What to do ->
[1] Use the financial statement notes below to answer the following:
(a) On what date was ISA Internationale Inc. incorporated?
(b) What dollar amount does the contra account presentation at December 31, 2005 cover?
(c) Under the "Recovery Method," when are revenues recognized?
[2] From the financial statement notes below, translate this sentence into Spanish: "Actual results could differ from those estimates."
··· Text segment ···
ISA Internationale Inc. (the Company or ISAI) was incorporated on June 2, 1989,
 under the laws of the State of Delaware under a former name and became a
reporting publicly held corporation on November 15, 1999. On May 8, 1998,
Internationale Shopping Alliance Incorporated (Internationale), a Minnesota
corporation, was merged with the Company, a Delaware corporation, pursuant to
a merger agreement dated April 23, 1998. Upon consummation of the merger,
Internationale became a wholly owned subsidiary of the Company. During 2000,
the Company sold its International Strategic Assets, Inc. subsidiary and
discontinued the operations of its ShoptropolisTV.com subsidiary. Since then,
reorganization specialists, Doubletree Capital Partners LLC, has internally
reorganized the Company's financial affairs and changed its direction to focus
on the financial services industry.



1.b) Presentation

The condensed consolidated balance sheet at December 31, 2005 contains contra
account statement presentation for certain convertible debenture notes payable,
related accrued interest payable and accounts payable-disposed business in the
amount of $339,574. Reference should be made to note 4.e.c in these notes to
financial statements for additional information as to consolidated financial
statement presentation at December 31, 2005.
1.c) Use of Estimates

The preparation of the financial statements in conformity with accounting
principles generally accepted in the United States of America requires
management to make estimates and assumptions that affect the reported amounts
of assets and liabilities and disclosure of contingent assets and liabilities
at the date of the financial statements and the reported amounts of revenue
and expenses during the reporting period. Actual results could differ from
those estimates.

In 2004, significant estimates of the fair value of the Company's common stock
were computed under FASB Statement No. 123, Accounting for Stock-Based
Compensation and used to value the 6,000,000 shares stock option for $60,000 to
DCP, a related party corporation owned 50% by the company's President and 50%
by an affiliated stockholder and the 1,200,000 shares to DLC a related party
corporation owned 50% by the company's President and 50% by an affiliated
stockholder for an indemnification agreement to the Company in the amount of
$329,714. The valuations were based upon the Company's estimates of the goods
or services or transactional related value of consideration received by the
Company. Since no established market exists for the Company's common shares,
the Company, for consummated agreements through December 31, 2005, they used
alternative valuations of estimates.

1.d) Revenue Recognition

There were no operating revenues in 2005. Revenue will be recognized based on
AICPA Statement of Position 03-3, if the management is reasonably comfortable
with expected cash flows. In the event, expected cash flows cannot be
reasonably estimated, the Company will use the "Recovery Method" under which
revenues are only recognized after the initial investment has been recovered.
··· Records ···
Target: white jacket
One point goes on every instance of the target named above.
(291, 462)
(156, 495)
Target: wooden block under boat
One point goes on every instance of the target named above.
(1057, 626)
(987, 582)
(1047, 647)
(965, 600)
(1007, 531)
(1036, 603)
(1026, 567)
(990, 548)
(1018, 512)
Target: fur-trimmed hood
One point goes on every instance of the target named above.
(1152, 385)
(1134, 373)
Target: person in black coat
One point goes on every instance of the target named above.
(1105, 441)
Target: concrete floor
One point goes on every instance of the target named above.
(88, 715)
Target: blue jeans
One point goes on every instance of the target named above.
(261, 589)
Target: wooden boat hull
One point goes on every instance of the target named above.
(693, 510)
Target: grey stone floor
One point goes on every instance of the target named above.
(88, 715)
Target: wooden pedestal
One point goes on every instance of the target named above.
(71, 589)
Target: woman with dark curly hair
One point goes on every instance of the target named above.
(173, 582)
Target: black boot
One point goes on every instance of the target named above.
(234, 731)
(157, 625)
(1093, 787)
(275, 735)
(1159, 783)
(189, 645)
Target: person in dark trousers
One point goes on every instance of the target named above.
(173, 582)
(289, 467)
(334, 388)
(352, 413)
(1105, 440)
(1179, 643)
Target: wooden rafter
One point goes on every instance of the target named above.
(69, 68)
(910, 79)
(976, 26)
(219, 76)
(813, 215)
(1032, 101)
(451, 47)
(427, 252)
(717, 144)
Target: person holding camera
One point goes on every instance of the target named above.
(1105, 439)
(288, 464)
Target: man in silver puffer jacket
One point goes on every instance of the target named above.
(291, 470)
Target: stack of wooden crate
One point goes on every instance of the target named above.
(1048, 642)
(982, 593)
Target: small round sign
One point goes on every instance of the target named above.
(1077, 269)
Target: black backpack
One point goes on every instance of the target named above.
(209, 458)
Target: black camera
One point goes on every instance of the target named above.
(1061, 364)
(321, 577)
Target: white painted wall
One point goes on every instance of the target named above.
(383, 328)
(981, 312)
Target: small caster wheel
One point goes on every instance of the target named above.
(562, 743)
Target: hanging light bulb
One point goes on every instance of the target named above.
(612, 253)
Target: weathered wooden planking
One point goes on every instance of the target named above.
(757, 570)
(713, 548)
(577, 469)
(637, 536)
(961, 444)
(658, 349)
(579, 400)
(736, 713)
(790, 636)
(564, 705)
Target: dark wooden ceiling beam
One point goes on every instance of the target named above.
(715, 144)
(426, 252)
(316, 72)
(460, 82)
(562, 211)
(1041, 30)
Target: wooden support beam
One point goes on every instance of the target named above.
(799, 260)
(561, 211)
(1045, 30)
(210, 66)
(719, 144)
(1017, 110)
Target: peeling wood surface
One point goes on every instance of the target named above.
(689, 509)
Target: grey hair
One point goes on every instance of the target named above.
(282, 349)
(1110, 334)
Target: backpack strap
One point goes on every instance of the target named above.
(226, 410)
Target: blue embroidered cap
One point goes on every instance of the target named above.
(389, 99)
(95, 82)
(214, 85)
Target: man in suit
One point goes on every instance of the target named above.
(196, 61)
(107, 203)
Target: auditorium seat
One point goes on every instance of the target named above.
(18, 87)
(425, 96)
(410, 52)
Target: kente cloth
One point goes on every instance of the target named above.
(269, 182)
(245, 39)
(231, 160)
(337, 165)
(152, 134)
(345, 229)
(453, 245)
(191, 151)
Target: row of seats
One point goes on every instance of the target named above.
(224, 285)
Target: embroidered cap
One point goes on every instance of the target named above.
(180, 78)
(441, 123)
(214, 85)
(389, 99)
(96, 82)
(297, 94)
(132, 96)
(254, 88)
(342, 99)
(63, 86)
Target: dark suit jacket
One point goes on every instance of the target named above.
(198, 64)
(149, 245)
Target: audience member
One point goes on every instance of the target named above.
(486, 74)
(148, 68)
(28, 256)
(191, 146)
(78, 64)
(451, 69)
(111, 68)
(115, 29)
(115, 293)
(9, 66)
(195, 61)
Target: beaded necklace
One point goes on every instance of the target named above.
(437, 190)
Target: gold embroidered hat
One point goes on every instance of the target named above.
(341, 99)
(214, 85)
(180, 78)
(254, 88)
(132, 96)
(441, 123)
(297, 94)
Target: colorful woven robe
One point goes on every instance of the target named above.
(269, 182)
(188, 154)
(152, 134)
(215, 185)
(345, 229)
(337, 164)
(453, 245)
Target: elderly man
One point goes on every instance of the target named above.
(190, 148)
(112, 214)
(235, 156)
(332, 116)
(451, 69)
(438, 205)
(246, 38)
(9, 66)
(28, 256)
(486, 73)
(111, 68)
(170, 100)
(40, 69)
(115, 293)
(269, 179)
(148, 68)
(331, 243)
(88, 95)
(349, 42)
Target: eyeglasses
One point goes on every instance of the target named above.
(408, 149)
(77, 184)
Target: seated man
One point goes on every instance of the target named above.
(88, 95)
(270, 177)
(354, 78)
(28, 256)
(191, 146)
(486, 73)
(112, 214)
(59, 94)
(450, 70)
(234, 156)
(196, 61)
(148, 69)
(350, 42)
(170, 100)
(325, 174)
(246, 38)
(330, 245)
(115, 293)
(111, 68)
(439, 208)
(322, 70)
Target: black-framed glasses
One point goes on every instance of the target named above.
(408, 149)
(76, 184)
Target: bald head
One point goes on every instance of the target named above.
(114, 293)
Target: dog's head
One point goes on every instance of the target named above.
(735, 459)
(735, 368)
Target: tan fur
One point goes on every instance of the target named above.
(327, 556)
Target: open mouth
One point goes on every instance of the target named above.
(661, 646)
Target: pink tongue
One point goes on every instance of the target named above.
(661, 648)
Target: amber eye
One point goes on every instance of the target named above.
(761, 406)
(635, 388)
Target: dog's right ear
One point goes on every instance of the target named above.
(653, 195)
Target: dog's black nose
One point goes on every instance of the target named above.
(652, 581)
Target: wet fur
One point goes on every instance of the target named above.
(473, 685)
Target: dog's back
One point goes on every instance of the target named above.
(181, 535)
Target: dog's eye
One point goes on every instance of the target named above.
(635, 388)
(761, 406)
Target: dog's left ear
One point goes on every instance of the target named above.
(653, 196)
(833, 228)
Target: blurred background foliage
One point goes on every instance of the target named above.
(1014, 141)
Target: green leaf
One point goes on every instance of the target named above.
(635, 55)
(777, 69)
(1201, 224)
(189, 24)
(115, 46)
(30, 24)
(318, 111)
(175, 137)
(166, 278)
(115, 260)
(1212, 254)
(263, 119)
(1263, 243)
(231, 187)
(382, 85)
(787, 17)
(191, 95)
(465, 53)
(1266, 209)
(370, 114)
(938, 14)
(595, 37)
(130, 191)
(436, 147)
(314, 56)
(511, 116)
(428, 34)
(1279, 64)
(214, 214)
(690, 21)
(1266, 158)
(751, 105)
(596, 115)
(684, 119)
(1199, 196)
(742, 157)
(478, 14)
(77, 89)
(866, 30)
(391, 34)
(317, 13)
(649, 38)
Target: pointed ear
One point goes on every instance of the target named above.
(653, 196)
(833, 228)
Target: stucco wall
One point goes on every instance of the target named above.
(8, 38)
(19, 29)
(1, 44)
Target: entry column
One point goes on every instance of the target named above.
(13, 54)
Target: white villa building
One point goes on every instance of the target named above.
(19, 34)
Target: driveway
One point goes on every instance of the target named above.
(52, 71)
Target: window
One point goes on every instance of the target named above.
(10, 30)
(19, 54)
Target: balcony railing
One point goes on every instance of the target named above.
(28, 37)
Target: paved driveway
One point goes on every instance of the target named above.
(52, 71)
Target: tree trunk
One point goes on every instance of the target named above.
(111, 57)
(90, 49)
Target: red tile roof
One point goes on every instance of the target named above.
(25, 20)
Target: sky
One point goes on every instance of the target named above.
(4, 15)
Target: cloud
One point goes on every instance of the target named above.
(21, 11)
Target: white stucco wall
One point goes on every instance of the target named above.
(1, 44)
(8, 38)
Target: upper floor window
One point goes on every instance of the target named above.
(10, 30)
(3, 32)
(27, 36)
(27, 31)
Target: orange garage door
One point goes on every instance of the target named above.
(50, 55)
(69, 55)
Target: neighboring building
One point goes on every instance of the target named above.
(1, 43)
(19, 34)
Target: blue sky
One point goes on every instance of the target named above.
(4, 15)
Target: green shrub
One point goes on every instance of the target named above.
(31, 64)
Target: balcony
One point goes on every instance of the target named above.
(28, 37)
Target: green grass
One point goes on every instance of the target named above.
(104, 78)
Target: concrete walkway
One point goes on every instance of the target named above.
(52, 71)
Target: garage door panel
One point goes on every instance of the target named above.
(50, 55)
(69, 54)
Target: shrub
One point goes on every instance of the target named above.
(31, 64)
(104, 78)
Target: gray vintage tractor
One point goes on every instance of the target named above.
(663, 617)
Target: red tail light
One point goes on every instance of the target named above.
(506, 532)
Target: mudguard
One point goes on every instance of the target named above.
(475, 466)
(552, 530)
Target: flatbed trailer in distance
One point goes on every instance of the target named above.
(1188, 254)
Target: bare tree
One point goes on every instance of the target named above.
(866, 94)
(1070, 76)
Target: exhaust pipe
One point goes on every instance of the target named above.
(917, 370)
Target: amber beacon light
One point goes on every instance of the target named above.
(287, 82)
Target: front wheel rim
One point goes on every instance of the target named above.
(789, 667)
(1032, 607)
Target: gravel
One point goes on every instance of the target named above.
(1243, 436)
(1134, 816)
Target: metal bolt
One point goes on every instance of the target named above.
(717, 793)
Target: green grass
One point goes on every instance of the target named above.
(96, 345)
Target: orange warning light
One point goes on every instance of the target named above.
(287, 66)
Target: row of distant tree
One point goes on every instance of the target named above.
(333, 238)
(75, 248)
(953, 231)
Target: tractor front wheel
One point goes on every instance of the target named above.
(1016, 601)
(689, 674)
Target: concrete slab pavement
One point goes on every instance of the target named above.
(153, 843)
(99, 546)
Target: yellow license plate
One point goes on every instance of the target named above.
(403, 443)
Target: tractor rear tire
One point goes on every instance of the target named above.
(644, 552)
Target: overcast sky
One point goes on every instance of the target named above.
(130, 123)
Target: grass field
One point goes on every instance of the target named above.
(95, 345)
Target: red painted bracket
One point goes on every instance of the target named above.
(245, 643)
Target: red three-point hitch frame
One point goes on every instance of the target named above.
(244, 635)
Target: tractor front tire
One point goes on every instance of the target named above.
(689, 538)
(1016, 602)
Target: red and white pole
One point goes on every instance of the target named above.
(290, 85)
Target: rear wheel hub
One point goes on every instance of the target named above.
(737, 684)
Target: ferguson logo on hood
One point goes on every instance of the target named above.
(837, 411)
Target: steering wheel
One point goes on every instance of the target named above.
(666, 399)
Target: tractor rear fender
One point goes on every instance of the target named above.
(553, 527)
···
Outputs ->
[1]
(a) June 2, 1989
(b) $339,574
(c) Only after the initial investment has been recovered

[2] Los resultados reales podrían diferir de esas estimaciones.